[Exercise description] Could the data below be copied out in full, word for word?
-- Supplied material follows --
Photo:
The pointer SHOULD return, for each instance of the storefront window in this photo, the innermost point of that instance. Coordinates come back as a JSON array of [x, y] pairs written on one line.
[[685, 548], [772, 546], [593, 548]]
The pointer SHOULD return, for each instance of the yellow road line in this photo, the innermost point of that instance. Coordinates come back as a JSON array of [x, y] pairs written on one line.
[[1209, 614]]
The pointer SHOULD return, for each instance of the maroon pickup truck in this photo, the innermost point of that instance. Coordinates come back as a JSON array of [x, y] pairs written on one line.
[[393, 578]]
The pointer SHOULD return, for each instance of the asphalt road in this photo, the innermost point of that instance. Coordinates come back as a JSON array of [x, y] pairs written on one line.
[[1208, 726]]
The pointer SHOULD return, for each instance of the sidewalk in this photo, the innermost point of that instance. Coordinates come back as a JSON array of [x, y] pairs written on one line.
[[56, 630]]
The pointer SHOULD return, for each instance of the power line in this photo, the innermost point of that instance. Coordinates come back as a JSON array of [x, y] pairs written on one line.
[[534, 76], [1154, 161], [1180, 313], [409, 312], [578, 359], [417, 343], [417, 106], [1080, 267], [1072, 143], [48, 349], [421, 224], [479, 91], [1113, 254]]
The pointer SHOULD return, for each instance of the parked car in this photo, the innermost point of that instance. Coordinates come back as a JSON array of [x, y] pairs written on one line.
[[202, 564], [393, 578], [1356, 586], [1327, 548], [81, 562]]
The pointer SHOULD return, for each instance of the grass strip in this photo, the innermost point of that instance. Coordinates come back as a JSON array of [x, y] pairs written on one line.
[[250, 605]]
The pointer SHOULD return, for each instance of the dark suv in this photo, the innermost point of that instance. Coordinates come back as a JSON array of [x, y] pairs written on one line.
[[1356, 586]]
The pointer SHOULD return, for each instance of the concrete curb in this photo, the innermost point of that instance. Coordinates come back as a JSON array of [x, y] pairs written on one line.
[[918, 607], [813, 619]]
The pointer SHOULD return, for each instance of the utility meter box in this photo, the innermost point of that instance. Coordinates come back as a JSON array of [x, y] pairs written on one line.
-- Supplied material concluded --
[Exercise solution]
Photo:
The pointer SHOULD return, for each instance of the storefront window in this photo, the innermost point of that instance. Coordinates come back as a JSON array of [x, y] pairs written on one line.
[[685, 548], [772, 546], [593, 548]]
The pointer SHOULD return, for each instance of the yellow road line in this photo, the innermost point of that instance. Coordinates come back as a JSON array of [x, y] pairs written on one line.
[[1209, 614]]
The pointer SHOULD return, for each instance of the maroon pickup truck in this photo, the innermost point of that instance. Coordinates come back as a JSON array of [x, y] pairs written on one line.
[[393, 578]]
The pointer SHOULD return, for each instance of the asphalt road in this photo, the innermost point of that instance. Coordinates come back as a JSON array of [x, y] pairs written on one line.
[[1208, 726]]
The pointer SHOULD return, for each instance of the sidewalk in this photo, the innermost point of that instance. Coordinates come back as a JSON array of [x, y] pairs written on one line.
[[56, 630]]
The pointer SHOULD return, for each instance of the power line in this photo, the innermost point of that instance. Coordinates come back as a JSON array of [x, y] pairs written on one line.
[[534, 76], [1154, 161], [1180, 313], [409, 312], [578, 359], [417, 343], [417, 106], [1080, 267], [1072, 143], [48, 349], [421, 224], [479, 91], [1113, 254]]
The pointer SHOULD return, for each instance of the parked car in this photo, the innermost point of that instance. Coordinates come back as a JSON array of [x, y] pairs written on one line.
[[202, 564], [393, 578], [1356, 586], [1327, 548], [81, 562]]
The pointer SHOULD return, for each instance of the grass strip in this photo, the innermost point of that instance. Coordinates come back as a JSON array of [x, y] pairs written on one line.
[[250, 605]]
The pointer SHOULD return, for each instance of the dark suv in this photo, the innermost point of that instance. Coordinates come back as a JSON array of [x, y] pairs written on one line.
[[1356, 586]]
The pointer SHOULD return, for each instance of the concrete curb in this photo, the innermost point of that instance. Coordinates come back as a JSON array of [x, y] pairs written on one line.
[[918, 607], [813, 619]]
The pointer SHOULD return, for each instance of the utility meter box in this photo, the innermost point of that instance. Coordinates come back as a JSON array of [x, y] pairs written on one line.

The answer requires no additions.